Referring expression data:
*** Block opens ***

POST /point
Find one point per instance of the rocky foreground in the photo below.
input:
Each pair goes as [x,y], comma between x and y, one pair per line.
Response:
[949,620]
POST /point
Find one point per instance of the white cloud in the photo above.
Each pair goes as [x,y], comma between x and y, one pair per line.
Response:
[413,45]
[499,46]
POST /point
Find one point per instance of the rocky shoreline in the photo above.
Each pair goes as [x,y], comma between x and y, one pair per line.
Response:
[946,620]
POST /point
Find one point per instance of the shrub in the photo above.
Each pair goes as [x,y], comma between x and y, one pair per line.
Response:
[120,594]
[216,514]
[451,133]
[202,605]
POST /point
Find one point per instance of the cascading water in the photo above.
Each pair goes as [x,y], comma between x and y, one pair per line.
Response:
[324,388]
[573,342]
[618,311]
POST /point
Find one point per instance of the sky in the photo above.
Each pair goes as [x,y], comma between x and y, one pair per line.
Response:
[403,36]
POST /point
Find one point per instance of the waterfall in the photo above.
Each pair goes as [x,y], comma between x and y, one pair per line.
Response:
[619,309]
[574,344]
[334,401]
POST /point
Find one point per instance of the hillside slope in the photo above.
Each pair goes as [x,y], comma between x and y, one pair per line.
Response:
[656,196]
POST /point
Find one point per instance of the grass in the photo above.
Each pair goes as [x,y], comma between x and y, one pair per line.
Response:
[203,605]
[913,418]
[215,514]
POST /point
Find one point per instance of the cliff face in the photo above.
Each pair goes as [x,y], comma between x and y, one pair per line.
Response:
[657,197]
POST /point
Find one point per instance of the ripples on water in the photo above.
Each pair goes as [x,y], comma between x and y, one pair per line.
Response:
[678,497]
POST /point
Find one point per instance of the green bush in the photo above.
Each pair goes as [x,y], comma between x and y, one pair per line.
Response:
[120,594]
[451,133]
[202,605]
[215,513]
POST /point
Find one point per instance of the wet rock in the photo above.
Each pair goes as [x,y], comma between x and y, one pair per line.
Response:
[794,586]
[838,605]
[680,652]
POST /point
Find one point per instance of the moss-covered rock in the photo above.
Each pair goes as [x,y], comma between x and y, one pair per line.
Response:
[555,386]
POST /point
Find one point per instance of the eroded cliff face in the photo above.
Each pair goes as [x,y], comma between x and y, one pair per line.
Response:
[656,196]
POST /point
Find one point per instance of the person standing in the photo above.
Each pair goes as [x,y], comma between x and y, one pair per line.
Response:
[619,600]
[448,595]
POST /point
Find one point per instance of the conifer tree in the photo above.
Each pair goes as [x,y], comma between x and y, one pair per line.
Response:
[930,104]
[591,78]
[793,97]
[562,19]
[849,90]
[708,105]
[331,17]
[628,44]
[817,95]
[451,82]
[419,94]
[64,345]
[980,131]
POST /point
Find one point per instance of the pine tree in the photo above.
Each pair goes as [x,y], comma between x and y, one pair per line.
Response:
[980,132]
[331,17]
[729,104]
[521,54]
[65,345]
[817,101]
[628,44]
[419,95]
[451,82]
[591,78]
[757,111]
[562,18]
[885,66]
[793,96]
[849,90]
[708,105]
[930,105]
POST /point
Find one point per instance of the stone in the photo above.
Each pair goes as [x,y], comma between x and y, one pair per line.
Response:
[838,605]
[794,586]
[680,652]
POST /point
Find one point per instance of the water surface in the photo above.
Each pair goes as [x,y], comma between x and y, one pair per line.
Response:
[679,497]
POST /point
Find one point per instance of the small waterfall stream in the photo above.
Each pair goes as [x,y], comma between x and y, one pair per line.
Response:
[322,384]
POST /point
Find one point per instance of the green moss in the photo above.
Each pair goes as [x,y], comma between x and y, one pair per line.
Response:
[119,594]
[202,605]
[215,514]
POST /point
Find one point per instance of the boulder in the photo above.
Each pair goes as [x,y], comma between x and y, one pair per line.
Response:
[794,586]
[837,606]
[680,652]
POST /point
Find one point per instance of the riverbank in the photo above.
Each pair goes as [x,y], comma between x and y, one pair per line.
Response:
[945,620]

*** Block closes ***

Exercise details:
Every entry must be retyped in full, exactly as given.

Result for this task:
POST /point
Find one point per instance of the rocky foreground in the photo below.
input:
Each pair goes as [x,y], comma between x and y, one pair per line.
Response:
[949,620]
POST /point
Find one point per instance of the white cloud in the photo above.
Each pair goes as [x,y], comma between x and y, one pair per line.
Response:
[413,45]
[499,46]
POST /point
Find one point per instance of the rocky shoreline in the photo above.
Each pair goes as [x,y], comma between x and y, one pair per line.
Response:
[946,620]
POST /point
Find one point per instance of the shrub in the photo above.
Each pair goes as [x,y], comma between x and y, one pair per line.
Response:
[120,594]
[216,514]
[451,133]
[202,605]
POST /point
Find one point per instance of the cascading water in the photo above.
Each pair goes as [x,y], comma between x and y, one pair per line.
Response:
[324,388]
[573,342]
[618,311]
POST /point
Find one point per instance of the sky in the photo above.
Each pair goes as [x,y], comma between x and y, one pair per line.
Response:
[403,36]
POST /point
Find one point per instance of the waterfall in the photo above.
Each pair goes as [x,y], comma between x and y, one pair per line.
Response:
[619,309]
[574,344]
[334,401]
POST /point
Find one point per instance of the hillside slope in the photo above.
Each pair goes as [x,y], comma between x and y, one pair per line.
Response:
[656,196]
POST /point
Find one point per instance of the grass in the photo above.
Each pair goes as [x,y], comma between x and y, one pair per line.
Response:
[203,605]
[913,418]
[215,514]
POST /point
Find one point per instance of the cliff face in the photo above.
Each pair goes as [x,y], comma between x and y, one pair per line.
Response:
[657,197]
POST /point
Find one point per instance of the ripples on water in the photo above.
Each pair goes as [x,y], comma between x and y, one pair per line.
Response:
[678,497]
POST /point
Find one point per instance of the green bush in the photo above.
Each pair goes as [x,y], comma between x and y, one pair per line.
Response:
[120,594]
[451,133]
[202,605]
[215,513]
POST /point
Find one point per instance of the wet rock in the photo above.
Each pair goes as [x,y], comma between x and y, one pair per line.
Response:
[794,586]
[838,605]
[680,652]
POST /point
Find one point per instance of the moss-covered rock in the photo above.
Each pair goes as [x,y], comma between x and y, one pair per line.
Response:
[555,386]
POST /point
Find one point per instance of the eroded cliff face in the photo above.
Each pair goes as [x,y], comma between x and y, one pair per line.
Response:
[656,196]
POST /point
Find one point per instance of the person standing in the photo above.
Each pair goes as [x,y], comma between x and y, one pair per line.
Response:
[619,600]
[448,595]
POST /point
Find one point per instance of the conifer tree in the photo above.
Each pair goes as [x,y], comma between x and y, one pair per line.
Response:
[930,104]
[591,78]
[793,97]
[562,19]
[849,90]
[708,105]
[331,17]
[628,44]
[817,95]
[451,82]
[419,94]
[64,345]
[980,131]
POST /point
Find one point per instance of the pine tree in the photo above.
Each pair goes as [x,y], comma between x and y, one pair per line.
Response:
[980,132]
[331,17]
[729,104]
[521,54]
[65,345]
[817,101]
[628,44]
[419,95]
[451,82]
[591,78]
[757,111]
[562,18]
[885,66]
[793,96]
[849,90]
[708,105]
[930,105]
POST /point
Find one point per instance of the stone in the photo above.
Each pair goes as [x,y], comma between x and y, one pair per line.
Response:
[838,605]
[794,586]
[680,652]
POST /point
Find one point per instance of the water surface in the photo above.
Each pair goes as [x,y], comma between x and y, one pair per line.
Response:
[679,497]
POST /point
Find one point per instance of the small waterfall stream in the photo above.
Each pair goes as [x,y], comma between x and y, one pair per line.
Response:
[322,384]
POST /point
Find one point per instance of the green moss in the photo above.
Each pair goes as [x,y], comma between x and y, one pair per line.
Response:
[119,594]
[202,605]
[215,514]
POST /point
Find one point per instance of the boulder in the photo above.
Each pair goes as [x,y], comma between x and y, one pair per line.
Response:
[794,586]
[837,606]
[680,652]
POST /point
Find one point per instance of the riverbank in the photo above.
Each pair goes as [x,y], comma between x and y, one pair per line.
Response:
[945,620]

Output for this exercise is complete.